Listed entries:
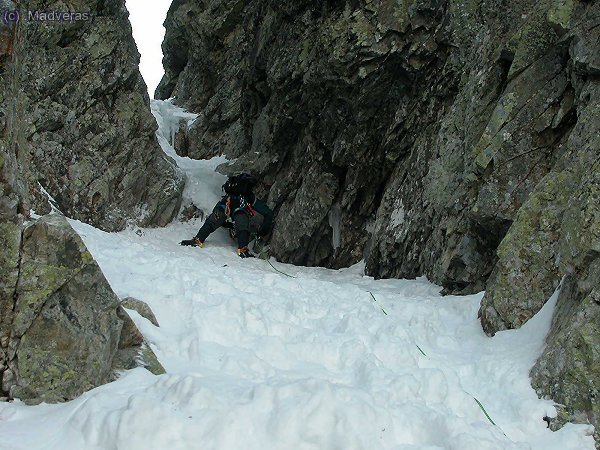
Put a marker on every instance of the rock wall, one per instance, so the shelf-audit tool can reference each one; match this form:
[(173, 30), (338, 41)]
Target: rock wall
[(89, 130), (65, 329), (448, 138), (75, 120)]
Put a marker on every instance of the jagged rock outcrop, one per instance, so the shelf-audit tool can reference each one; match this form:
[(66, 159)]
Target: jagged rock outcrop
[(75, 120), (64, 328), (89, 130), (453, 139), (134, 350)]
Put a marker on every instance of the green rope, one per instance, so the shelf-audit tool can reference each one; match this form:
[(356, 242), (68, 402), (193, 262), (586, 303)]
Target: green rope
[(484, 411), (283, 273), (375, 300)]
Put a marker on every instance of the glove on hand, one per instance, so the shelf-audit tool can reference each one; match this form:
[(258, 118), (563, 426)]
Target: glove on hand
[(243, 252)]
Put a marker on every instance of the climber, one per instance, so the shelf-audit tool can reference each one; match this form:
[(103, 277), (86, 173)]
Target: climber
[(241, 212)]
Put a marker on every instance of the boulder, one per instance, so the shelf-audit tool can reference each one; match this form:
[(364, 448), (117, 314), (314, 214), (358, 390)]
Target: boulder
[(65, 329)]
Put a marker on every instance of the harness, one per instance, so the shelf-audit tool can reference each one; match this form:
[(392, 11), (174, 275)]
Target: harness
[(244, 206)]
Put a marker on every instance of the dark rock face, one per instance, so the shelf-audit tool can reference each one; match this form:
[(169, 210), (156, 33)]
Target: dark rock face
[(89, 130), (64, 328), (412, 131), (569, 369), (453, 139)]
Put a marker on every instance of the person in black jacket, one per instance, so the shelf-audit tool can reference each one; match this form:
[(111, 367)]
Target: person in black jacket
[(241, 212)]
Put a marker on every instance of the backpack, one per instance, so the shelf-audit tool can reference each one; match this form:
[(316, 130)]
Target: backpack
[(240, 184)]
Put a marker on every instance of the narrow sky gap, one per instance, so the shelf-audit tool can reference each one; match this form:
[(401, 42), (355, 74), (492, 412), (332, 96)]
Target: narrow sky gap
[(147, 23)]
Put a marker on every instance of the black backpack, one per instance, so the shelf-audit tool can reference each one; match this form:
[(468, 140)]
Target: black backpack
[(240, 184)]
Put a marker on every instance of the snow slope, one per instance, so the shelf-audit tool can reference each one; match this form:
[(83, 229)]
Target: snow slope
[(305, 359)]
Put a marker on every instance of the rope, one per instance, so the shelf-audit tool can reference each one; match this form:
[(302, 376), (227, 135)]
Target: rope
[(474, 398)]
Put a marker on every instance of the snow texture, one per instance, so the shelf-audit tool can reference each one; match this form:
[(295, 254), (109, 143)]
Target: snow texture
[(329, 359)]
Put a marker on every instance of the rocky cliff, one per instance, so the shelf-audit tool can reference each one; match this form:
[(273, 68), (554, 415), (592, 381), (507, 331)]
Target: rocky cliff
[(89, 132), (76, 132), (449, 138)]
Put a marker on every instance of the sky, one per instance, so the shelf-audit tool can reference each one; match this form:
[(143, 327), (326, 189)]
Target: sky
[(261, 355), (147, 17)]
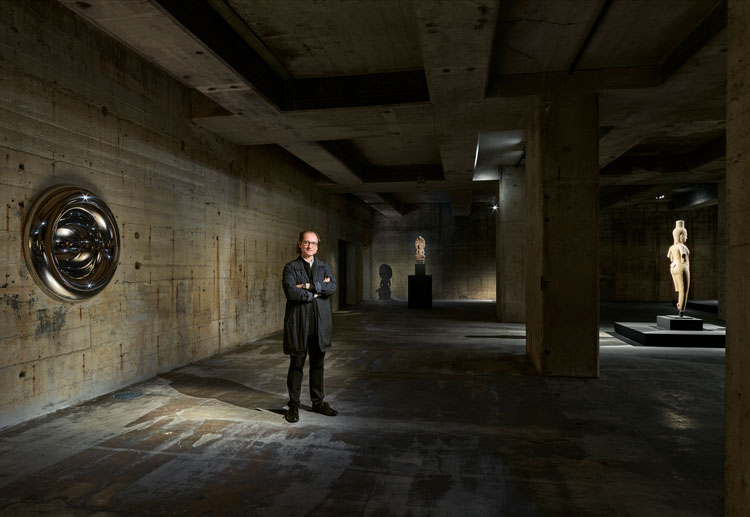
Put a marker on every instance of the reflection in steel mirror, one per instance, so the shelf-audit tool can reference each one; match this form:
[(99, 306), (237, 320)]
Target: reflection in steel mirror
[(71, 243)]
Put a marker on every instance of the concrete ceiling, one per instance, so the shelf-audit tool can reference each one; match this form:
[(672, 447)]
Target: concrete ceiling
[(388, 98)]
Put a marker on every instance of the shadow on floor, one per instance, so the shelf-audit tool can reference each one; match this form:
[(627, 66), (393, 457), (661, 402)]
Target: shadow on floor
[(224, 390)]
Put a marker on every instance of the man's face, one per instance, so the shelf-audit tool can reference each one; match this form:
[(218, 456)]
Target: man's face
[(309, 245)]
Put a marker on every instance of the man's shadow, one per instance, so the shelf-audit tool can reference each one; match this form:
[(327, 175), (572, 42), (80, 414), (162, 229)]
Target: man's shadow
[(226, 391)]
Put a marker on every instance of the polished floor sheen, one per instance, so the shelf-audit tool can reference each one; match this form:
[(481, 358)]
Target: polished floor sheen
[(439, 414)]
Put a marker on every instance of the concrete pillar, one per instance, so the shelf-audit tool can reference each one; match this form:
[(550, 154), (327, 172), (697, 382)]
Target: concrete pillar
[(562, 232), (721, 249), (510, 279), (737, 485)]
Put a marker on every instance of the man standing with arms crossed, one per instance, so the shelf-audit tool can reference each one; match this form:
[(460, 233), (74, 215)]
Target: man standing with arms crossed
[(308, 325)]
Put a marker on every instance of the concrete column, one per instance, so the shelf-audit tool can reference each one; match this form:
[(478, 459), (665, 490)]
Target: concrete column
[(562, 232), (737, 483), (721, 249), (510, 278)]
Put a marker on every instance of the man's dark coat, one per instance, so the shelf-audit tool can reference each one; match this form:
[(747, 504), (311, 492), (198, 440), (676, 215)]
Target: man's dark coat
[(303, 309)]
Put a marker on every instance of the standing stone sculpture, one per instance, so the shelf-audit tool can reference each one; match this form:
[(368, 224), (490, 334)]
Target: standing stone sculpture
[(679, 255), (420, 244)]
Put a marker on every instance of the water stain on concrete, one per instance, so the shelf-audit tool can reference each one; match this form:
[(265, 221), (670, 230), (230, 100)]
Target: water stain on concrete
[(14, 302), (50, 322)]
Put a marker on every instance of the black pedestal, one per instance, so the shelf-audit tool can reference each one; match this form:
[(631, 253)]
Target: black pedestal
[(679, 323), (420, 289)]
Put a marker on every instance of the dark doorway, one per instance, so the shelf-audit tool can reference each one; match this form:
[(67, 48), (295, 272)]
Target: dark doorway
[(341, 288)]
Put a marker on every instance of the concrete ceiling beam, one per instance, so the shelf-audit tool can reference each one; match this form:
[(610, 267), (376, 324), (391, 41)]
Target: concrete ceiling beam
[(409, 186), (595, 80)]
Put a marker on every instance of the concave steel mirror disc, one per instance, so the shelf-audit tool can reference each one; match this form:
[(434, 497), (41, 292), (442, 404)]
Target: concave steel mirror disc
[(71, 243)]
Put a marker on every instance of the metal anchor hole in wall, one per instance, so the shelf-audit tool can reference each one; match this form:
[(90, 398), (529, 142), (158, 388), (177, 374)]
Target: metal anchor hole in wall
[(71, 243)]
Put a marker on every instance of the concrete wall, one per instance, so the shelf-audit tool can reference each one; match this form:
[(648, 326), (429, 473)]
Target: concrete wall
[(205, 226), (633, 247), (460, 251)]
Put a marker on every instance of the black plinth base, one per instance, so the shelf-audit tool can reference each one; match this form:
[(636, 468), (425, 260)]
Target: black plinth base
[(704, 305), (679, 323), (420, 291), (648, 334)]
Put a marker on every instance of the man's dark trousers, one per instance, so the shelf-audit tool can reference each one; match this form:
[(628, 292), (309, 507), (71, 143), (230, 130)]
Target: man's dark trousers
[(296, 369)]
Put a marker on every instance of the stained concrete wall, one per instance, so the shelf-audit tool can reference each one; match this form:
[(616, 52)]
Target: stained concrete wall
[(460, 251), (205, 226), (737, 486), (633, 246)]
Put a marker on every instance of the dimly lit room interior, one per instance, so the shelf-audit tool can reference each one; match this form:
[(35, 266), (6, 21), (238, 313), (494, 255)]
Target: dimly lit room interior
[(497, 187)]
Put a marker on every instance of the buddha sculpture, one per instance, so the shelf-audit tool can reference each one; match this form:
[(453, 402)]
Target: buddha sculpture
[(420, 245), (679, 255)]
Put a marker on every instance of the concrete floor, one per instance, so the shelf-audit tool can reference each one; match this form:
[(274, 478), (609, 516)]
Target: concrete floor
[(439, 415)]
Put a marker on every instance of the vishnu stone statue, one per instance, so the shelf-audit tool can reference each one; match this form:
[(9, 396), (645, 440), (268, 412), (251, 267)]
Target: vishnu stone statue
[(679, 255), (420, 244)]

What needs to be done:
Output the entry lines as a Markdown table with the columns Row and Text, starting at the line that contains "Put a marker on every instance of the sky, one" and ending at the line that contains "[(261, 355), (147, 17)]". Number each line in Row and leave out any blank lines.

Finished answer:
| Row | Text |
|---|---|
| 1 | Put a marker on every instance of the sky, one per instance, so the shelf-audit tool can reference each one; match this form: |
| 2 | [(143, 327), (326, 189)] |
| 3 | Target: sky |
| 4 | [(261, 355), (147, 17)] |